SUPPLIED PASSAGE:
Community bonding period: During this period I'd like to get to know more members of Apertium community. During past weeks I had the chance to talk and work together with Fran Tyers and had the chance to know Unhammer. I'd like to estabilish connections even with other members. In the meanwhile I want to get to know more deeply hsft and to write a short turkish-azerbaijani comparative grammar.


Weeks from 1 to 6: I'd like to work on dictionary and azmorph together. With scripts I think it is possible to add about 500 words per day, considering that at the same time I'll need to work on azmorph. I expect to have a bidix with +10.000 words by the end of the sixth week. At the same time I expect to have a full functioning azmorph, able to handle any particularity of Azerbaijani and to be at least on a beta release level. Deliverable: Updated bidix with +10.000 words - Beta version of azmorph

Weeks 7-8: Translation and transfer rules. Even though languages are really similar, there are many differences, especially in style. Even verbal moods are not 100% coinciding, so that some work will be needed, especially on the turkish side, to handle differences properly and have a good translation and not just a similar translation. Deliverable: Complete transfer system

Weeks 9-10-11: Heavy Testing and bug fix. By this time I expect to have a ~20.000 words dictionary, a beta quality azmorph and a full set of translation and transfer rules. So that, having a complete environment it is time to move to testing and bug fix. I'm planning to use different corpora (METU, setimes, wikipedia) to check missing words in bidix, manually fix rules, fix bugs I'll surely find in azmorph/rules/bidix. Deliverable: Minor fixes on azmorph, bidix and transfer rules

Week 12: Final clean-up, everything should be fixed by this time. This week should be left for minor fixing and to handle what was left as "TODO if you have time". Deliverable: Final version, hopefully ready for release

Tools and references I will be using

  1. Householder, F. W. Basic Course in Azerbaijani (Uralic & Altaic)

EXCERPTED DATA:
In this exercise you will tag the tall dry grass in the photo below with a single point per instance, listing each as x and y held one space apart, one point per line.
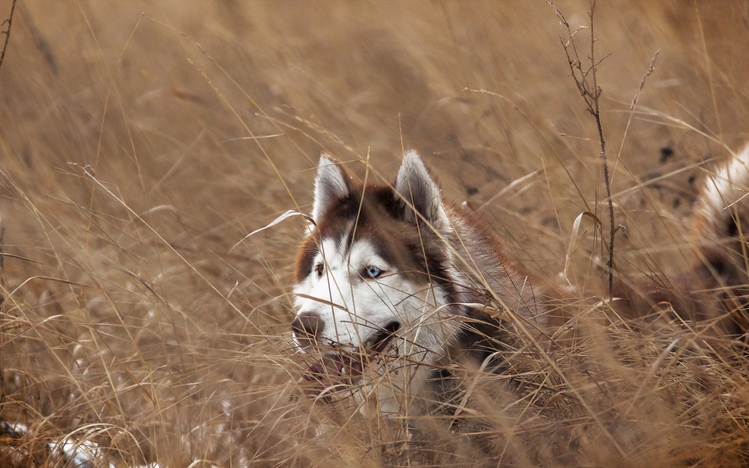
139 142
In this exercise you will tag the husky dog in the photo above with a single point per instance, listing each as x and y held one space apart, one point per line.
393 282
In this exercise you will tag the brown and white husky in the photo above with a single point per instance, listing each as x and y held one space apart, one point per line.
393 283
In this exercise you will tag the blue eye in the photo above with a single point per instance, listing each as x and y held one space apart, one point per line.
373 272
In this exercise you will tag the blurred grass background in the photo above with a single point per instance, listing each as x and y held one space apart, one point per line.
140 141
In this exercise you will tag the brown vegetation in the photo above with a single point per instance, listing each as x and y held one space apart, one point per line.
140 141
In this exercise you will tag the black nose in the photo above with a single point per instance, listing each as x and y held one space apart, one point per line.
307 328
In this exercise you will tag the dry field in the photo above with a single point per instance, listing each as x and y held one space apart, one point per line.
140 141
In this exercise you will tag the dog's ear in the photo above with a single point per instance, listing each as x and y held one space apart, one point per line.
331 185
419 192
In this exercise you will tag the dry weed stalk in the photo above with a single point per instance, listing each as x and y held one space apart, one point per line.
9 23
586 80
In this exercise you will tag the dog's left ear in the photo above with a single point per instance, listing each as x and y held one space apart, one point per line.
419 192
331 185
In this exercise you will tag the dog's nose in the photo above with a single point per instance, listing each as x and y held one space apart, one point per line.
307 328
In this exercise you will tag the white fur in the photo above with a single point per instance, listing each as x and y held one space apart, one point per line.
722 190
330 185
363 306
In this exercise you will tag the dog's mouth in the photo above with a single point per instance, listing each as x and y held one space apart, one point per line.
339 368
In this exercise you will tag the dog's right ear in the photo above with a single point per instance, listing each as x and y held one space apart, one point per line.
331 185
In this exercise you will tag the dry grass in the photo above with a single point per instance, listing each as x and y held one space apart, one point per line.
140 142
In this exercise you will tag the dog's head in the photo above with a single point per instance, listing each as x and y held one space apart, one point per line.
373 274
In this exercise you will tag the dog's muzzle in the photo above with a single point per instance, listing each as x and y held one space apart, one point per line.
339 365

WHAT THE TASK ASKS: Print everything in the proposal timeline from "Week 12: Final" down to "(Uralic & Altaic)", unchanged. The rows have no connection to the proposal timeline.

TASK RESULT:
Week 12: Final clean-up, everything should be fixed by this time. This week should be left for minor fixing and to handle what was left as "TODO if you have time". Deliverable: Final version, hopefully ready for release

Tools and references I will be using

  1. Householder, F. W. Basic Course in Azerbaijani (Uralic & Altaic)